Data supplied |
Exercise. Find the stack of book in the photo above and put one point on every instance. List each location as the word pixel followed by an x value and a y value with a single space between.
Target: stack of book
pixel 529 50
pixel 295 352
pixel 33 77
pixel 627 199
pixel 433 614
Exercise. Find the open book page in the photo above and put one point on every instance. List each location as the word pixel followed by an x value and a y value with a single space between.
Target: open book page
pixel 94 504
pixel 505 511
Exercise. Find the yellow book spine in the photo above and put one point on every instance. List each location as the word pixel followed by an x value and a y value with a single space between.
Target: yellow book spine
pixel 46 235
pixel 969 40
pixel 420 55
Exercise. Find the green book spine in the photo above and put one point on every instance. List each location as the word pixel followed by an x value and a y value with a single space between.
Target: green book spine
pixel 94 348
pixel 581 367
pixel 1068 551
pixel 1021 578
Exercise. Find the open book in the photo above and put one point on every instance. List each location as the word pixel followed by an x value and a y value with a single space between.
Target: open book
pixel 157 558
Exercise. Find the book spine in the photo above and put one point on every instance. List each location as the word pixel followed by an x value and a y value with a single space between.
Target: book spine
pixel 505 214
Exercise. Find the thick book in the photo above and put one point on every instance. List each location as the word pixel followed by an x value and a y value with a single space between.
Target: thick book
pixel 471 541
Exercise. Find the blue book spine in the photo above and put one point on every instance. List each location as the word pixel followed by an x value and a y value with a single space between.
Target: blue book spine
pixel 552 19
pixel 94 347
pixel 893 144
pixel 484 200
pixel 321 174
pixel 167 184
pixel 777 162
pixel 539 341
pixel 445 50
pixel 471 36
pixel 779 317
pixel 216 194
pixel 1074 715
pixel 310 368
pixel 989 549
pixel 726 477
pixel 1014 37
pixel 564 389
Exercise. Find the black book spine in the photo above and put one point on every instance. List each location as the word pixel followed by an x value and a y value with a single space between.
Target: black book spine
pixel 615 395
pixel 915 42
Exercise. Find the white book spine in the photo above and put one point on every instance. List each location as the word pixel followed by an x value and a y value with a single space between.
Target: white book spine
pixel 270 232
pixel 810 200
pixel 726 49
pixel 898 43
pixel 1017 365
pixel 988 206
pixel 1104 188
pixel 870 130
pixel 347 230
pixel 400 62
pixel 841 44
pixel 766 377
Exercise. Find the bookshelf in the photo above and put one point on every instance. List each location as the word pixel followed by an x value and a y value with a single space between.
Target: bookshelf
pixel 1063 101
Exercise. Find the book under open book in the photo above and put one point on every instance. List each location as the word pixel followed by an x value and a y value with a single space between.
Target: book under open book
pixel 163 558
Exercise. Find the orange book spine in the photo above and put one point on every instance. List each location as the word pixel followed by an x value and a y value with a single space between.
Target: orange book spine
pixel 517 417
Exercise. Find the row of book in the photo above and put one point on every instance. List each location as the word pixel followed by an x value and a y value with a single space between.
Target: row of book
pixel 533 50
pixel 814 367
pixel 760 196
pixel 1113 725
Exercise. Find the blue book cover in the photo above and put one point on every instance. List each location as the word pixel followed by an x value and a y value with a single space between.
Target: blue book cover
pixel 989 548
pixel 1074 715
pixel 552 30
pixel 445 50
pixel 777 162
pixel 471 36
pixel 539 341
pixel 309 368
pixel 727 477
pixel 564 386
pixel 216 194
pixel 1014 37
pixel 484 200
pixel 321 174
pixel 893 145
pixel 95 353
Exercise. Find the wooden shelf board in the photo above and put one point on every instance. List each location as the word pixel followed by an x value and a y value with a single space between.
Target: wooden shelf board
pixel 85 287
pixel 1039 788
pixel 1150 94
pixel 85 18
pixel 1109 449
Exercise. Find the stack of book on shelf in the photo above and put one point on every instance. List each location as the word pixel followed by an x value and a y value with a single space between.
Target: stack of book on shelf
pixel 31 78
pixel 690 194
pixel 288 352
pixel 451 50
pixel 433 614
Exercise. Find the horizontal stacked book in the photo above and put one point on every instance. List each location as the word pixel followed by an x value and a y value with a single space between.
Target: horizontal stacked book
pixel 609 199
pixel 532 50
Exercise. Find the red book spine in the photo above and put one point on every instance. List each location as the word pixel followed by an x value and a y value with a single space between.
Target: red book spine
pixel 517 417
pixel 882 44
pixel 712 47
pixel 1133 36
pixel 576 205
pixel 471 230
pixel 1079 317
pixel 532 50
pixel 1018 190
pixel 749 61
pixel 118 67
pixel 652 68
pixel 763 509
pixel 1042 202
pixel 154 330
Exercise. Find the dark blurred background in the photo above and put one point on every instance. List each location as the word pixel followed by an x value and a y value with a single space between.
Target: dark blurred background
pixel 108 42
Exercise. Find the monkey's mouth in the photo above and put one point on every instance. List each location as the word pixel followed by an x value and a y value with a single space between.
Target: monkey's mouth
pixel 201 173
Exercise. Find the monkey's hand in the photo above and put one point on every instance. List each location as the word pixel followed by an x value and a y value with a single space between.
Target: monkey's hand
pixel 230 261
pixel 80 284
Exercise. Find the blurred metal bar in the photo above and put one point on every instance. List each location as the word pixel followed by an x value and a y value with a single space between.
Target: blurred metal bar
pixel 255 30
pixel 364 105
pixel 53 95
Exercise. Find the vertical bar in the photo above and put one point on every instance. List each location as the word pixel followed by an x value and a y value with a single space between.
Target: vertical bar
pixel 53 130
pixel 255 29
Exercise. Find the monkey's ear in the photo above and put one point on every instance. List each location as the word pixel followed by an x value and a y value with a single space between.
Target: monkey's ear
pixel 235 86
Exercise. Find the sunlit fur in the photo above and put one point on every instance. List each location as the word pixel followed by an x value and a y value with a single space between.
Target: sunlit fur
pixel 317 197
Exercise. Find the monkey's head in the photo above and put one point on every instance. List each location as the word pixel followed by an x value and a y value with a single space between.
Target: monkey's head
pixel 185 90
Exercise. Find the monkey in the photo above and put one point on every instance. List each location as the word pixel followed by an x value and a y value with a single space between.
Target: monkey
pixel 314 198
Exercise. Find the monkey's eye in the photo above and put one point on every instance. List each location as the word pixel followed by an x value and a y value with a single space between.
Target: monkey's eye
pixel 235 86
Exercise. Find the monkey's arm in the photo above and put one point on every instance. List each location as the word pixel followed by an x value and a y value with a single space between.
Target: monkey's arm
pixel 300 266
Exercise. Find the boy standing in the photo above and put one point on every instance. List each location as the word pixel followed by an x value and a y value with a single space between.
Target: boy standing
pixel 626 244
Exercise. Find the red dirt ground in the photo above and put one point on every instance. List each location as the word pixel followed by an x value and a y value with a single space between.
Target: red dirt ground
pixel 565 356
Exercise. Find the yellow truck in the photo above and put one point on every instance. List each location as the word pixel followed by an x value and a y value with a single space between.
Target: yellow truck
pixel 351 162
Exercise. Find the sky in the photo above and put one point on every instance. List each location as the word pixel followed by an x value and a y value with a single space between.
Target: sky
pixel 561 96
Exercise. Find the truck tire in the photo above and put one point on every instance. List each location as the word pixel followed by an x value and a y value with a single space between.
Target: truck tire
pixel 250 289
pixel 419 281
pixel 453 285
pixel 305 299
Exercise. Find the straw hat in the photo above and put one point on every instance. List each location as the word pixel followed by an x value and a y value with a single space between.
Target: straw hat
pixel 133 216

Work item |
Output the entire listing precisely as it stands.

Answer space |
Exercise. Find the stack of book in the photo above and put one point on every instance. List each location as the word pixel followed by an x value and a y value with a single space between.
Target: stack of book
pixel 529 50
pixel 295 352
pixel 33 77
pixel 627 199
pixel 433 614
Exercise. Find the open book page in the photo above and put one point on every instance. List each location as the word pixel followed by an x value and a y value with a single space between.
Target: open book page
pixel 94 504
pixel 505 511
Exercise. Find the yellow book spine in the photo above and put one point on every instance. List each location as the word pixel followed by an x value and a y value with a single space between.
Target: yellow book spine
pixel 46 235
pixel 969 40
pixel 420 55
Exercise. Find the green book spine in the photo above and put one point on every instance. List each location as the word pixel followed by an x value and a y value with a single space between.
Target: green book spine
pixel 94 348
pixel 581 367
pixel 1068 551
pixel 1021 578
Exercise. Find the open book in the photo above and put one point on every instance. List each location as the word pixel followed by an x value and a y value with a single space between.
Target: open book
pixel 157 558
Exercise. Find the book spine in the photo above and put one point on every instance. List each location as the word pixel followed by an x value and a y value with a single space between.
Target: book spine
pixel 505 214
Exercise. Find the thick book in the photo above and put one point on every instance. List each location as the word pixel followed by an x value and a y value with a single space between.
Target: thick book
pixel 471 541
Exercise. Find the blue book spine in the photo above and put one point on every instance. List each location as the word pixel followed by an x value and a y value with a single space between.
Target: blue book spine
pixel 552 19
pixel 94 347
pixel 893 144
pixel 484 200
pixel 321 174
pixel 167 184
pixel 777 162
pixel 539 341
pixel 445 50
pixel 471 36
pixel 779 317
pixel 216 194
pixel 1074 715
pixel 310 368
pixel 989 549
pixel 726 477
pixel 1014 37
pixel 564 389
Exercise. Find the black book spine in the photo above and put one point on every instance. List each location as the word pixel followed by an x value and a y value with a single space between.
Target: black book spine
pixel 615 395
pixel 915 42
Exercise. Find the white book spine in the photo above and put one point on every instance. List each location as the word pixel followed by an x value and a y value with a single space between.
Target: white book spine
pixel 270 232
pixel 810 200
pixel 726 49
pixel 898 43
pixel 1017 365
pixel 988 206
pixel 1104 188
pixel 870 130
pixel 347 230
pixel 400 62
pixel 841 44
pixel 766 377
Exercise. Find the bookshelf in the photo above and put one point on every instance. List each location as the word pixel followed by an x value and a y value with a single space between.
Target: bookshelf
pixel 1063 101
Exercise. Find the book under open book in the photo above and put one point on every instance. List each location as the word pixel followed by an x value and a y value with a single space between.
Target: book under open book
pixel 163 558
Exercise. Find the orange book spine in the photo above and put one point on every instance. List each location as the word pixel followed by an x value and a y value with a single space between.
Target: orange book spine
pixel 517 417
Exercise. Find the row of book in the photo above and put one point on every instance. List each location as the word pixel followed by an x value and a y value with a single space between.
Target: row of book
pixel 533 50
pixel 814 367
pixel 760 196
pixel 1113 725
Exercise. Find the blue book cover in the photo above and put one point on every instance. List each location as the word pixel followed by an x value and a y value with a single space between.
Target: blue book cover
pixel 989 548
pixel 1074 715
pixel 552 30
pixel 445 50
pixel 777 162
pixel 471 36
pixel 539 341
pixel 309 368
pixel 727 477
pixel 564 386
pixel 216 194
pixel 1014 37
pixel 484 200
pixel 321 174
pixel 893 145
pixel 95 353
Exercise. Find the wooden shelf board in the photo above and put one point on every instance. List each location as the word pixel followed by an x value and a y value with a single space between.
Target: wooden shelf board
pixel 85 287
pixel 1039 788
pixel 1150 94
pixel 85 18
pixel 1109 449
Exercise. Find the stack of book on shelf in the photo above and put one point on every instance. List each location as the word pixel followed by an x value and a y value with a single space between.
Target: stack of book on shelf
pixel 31 78
pixel 690 194
pixel 288 352
pixel 451 50
pixel 433 614
Exercise. Find the horizontal stacked book in the photo above and put one point on every instance. List each location as the word pixel followed by an x value and a y value with a single space between.
Target: horizontal stacked book
pixel 609 199
pixel 532 50
Exercise. Find the red book spine in the photo above and put one point on every instance. List each location as the word pixel followed by an x value and a y value with a single space between.
Target: red book spine
pixel 517 417
pixel 882 44
pixel 712 47
pixel 1133 36
pixel 576 205
pixel 471 230
pixel 1079 317
pixel 532 50
pixel 1018 190
pixel 749 61
pixel 118 67
pixel 652 68
pixel 763 509
pixel 1042 202
pixel 154 330
Exercise. Find the dark blurred background in the photo above and put one point on every instance. List each location as the word pixel followed by an x value and a y value with a single space between.
Target: dark blurred background
pixel 108 42
Exercise. Find the monkey's mouth in the photo above and put one point on every instance. List each location as the word pixel followed by an x value and a y value with a single space between.
Target: monkey's mouth
pixel 201 173
Exercise. Find the monkey's hand in the photo above and put one point on every instance. List each location as the word pixel followed by an x value and a y value with a single space between.
Target: monkey's hand
pixel 230 261
pixel 80 284
Exercise. Find the blurred metal bar in the photo above and put one point on every instance. List each location as the word pixel followed by an x value and a y value with a single space between.
Target: blurred metal bar
pixel 255 30
pixel 364 105
pixel 53 95
Exercise. Find the vertical bar in the photo above and put one point on every instance. List each location as the word pixel followed by an x value and a y value with a single space between.
Target: vertical bar
pixel 53 130
pixel 255 29
Exercise. Find the monkey's ear in the photo above and put one point on every instance. List each location as the word pixel followed by an x value and a y value with a single space between.
Target: monkey's ear
pixel 235 86
Exercise. Find the sunlit fur in the photo above and put one point on every instance. List each location as the word pixel followed by an x value and a y value with a single space between.
Target: sunlit fur
pixel 317 197
Exercise. Find the monkey's head in the photo above and put one point on every instance. List each location as the word pixel followed by an x value and a y value with a single space between.
Target: monkey's head
pixel 185 90
Exercise. Find the monkey in the photo above and put one point on every instance. List each location as the word pixel followed by an x value and a y value with a single space between.
Target: monkey
pixel 314 198
Exercise. Find the monkey's eye in the photo above and put one point on every instance. List each location as the word pixel followed by an x value and a y value with a single space between.
Target: monkey's eye
pixel 235 86
Exercise. Find the monkey's arm in the photo above and put one point on every instance. List each location as the word pixel followed by an x value and a y value with a single space between.
Target: monkey's arm
pixel 300 266
Exercise. Find the boy standing in the photo above and put one point on every instance. List each location as the word pixel followed by an x value and a y value with a single space between.
Target: boy standing
pixel 626 244
Exercise. Find the red dirt ground in the photo above and put one point on every instance. List each location as the word pixel followed by an x value and a y value with a single space between.
Target: red dirt ground
pixel 565 356
Exercise. Find the yellow truck in the photo above and put one point on every instance. List each location as the word pixel followed by an x value and a y value with a single space between.
Target: yellow truck
pixel 351 162
Exercise. Find the sky in the photo above and put one point on every instance. List each location as the word pixel followed by an x value and a y value with a single space between.
Target: sky
pixel 561 96
Exercise. Find the truck tire in the photo above and put one point on every instance. List each location as the word pixel followed by an x value and a y value with a single space between.
Target: truck tire
pixel 250 289
pixel 419 281
pixel 453 285
pixel 305 299
Exercise. Find the straw hat in the photo above and put one point on every instance. List each location as the word pixel followed by an x value and a y value with a single space between.
Target: straw hat
pixel 133 216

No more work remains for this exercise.